* [The task] Every line of the material below should be repeated exactly.
--- START ---
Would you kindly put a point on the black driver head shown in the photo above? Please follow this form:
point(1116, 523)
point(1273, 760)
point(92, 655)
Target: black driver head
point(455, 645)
--- END ---
* [Exercise output]
Would you kindly put a point on the black driver head shown in the photo above? Please follow this form:
point(1116, 523)
point(1273, 760)
point(92, 655)
Target: black driver head
point(455, 645)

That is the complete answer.